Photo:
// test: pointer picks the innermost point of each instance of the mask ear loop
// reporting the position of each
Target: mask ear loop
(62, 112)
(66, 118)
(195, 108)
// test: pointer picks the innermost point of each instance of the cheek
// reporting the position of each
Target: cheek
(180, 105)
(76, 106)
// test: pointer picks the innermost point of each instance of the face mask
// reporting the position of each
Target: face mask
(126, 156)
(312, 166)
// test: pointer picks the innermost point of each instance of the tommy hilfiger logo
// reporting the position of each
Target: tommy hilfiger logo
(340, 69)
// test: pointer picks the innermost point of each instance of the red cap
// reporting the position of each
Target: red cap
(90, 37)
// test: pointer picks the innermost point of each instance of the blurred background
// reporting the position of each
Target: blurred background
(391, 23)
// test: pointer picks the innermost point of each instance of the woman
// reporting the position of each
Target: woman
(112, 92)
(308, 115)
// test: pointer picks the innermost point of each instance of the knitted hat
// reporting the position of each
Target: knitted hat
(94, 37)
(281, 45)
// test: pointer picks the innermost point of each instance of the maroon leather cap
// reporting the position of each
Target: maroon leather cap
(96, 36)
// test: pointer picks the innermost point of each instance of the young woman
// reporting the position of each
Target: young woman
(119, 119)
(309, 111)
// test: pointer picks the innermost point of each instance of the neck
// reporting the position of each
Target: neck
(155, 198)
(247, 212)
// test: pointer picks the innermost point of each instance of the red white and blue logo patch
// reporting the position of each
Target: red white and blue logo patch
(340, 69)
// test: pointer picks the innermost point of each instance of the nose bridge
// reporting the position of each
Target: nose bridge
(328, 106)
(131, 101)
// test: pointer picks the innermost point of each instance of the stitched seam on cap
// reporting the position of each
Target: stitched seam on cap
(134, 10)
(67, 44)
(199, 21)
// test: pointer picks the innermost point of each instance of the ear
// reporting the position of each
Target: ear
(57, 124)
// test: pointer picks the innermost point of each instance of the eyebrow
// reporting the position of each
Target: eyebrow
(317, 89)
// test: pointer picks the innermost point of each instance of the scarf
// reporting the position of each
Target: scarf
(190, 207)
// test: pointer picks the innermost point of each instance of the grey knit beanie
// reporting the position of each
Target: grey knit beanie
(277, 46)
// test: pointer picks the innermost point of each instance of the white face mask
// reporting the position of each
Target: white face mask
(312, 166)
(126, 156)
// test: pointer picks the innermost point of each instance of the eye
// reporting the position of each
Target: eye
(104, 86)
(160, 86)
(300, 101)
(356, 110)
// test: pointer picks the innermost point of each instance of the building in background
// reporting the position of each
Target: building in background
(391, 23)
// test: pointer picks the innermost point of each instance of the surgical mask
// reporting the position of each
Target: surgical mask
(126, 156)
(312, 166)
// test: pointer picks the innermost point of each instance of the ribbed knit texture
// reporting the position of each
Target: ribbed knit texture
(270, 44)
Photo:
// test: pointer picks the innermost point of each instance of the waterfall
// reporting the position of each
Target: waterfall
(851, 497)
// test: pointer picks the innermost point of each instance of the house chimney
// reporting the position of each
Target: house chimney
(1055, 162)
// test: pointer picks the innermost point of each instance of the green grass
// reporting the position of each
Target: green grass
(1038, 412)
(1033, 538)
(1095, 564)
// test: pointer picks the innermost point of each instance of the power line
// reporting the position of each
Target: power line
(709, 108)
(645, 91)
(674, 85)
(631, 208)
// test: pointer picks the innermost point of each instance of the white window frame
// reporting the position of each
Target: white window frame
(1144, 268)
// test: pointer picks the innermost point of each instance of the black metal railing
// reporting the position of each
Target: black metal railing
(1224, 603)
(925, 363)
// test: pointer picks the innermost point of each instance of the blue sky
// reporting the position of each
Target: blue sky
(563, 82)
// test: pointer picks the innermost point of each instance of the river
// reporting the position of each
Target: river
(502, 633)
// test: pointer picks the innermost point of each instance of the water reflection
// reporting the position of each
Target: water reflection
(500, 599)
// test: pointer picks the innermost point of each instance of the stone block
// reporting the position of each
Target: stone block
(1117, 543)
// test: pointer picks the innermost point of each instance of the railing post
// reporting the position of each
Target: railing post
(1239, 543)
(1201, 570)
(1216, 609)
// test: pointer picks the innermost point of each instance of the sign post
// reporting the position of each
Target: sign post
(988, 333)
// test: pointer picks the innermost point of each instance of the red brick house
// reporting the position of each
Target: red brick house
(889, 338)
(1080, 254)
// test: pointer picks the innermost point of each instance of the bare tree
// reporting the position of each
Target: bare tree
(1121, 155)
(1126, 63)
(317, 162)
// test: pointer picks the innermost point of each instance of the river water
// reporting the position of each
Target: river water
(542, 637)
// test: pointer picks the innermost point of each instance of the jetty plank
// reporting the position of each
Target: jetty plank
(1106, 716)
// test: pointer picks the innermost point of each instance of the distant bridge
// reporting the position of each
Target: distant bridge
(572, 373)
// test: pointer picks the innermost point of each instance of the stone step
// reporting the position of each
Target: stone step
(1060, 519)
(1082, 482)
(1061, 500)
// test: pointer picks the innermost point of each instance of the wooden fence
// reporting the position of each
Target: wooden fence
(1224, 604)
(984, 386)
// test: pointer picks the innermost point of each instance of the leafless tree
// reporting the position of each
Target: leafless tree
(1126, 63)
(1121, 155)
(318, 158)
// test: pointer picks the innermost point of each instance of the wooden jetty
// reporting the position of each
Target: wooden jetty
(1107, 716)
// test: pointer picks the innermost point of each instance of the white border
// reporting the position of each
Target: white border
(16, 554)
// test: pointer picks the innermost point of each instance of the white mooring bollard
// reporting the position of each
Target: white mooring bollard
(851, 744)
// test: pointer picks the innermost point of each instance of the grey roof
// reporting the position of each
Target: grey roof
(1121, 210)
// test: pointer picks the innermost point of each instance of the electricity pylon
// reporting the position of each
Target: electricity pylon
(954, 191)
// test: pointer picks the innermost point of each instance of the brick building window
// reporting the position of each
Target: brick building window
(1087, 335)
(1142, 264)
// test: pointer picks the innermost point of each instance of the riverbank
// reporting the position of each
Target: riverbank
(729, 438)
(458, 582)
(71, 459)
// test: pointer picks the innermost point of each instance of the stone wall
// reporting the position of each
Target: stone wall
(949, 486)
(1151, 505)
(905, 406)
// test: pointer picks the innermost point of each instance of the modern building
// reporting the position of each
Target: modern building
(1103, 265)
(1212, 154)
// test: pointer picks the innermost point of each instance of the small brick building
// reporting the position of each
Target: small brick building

## GIVEN PROBLEM
Rewrite the records from the line with "the leafless tree" up to and including the line with "(1107, 716)", and nothing else. Keep every line in full, but multiply each point coordinate by 0.35 and round it to a whole number, with halves rounding up.

## ANSWER TO THE PROBLEM
// test: pointer picks the innermost point of each instance of the leafless tree
// reporting the position of each
Target: leafless tree
(394, 22)
(392, 54)
(111, 55)
// test: pointer picks the innermost point of each instance of the wooden jetty
// reporting the position of each
Target: wooden jetty
(387, 251)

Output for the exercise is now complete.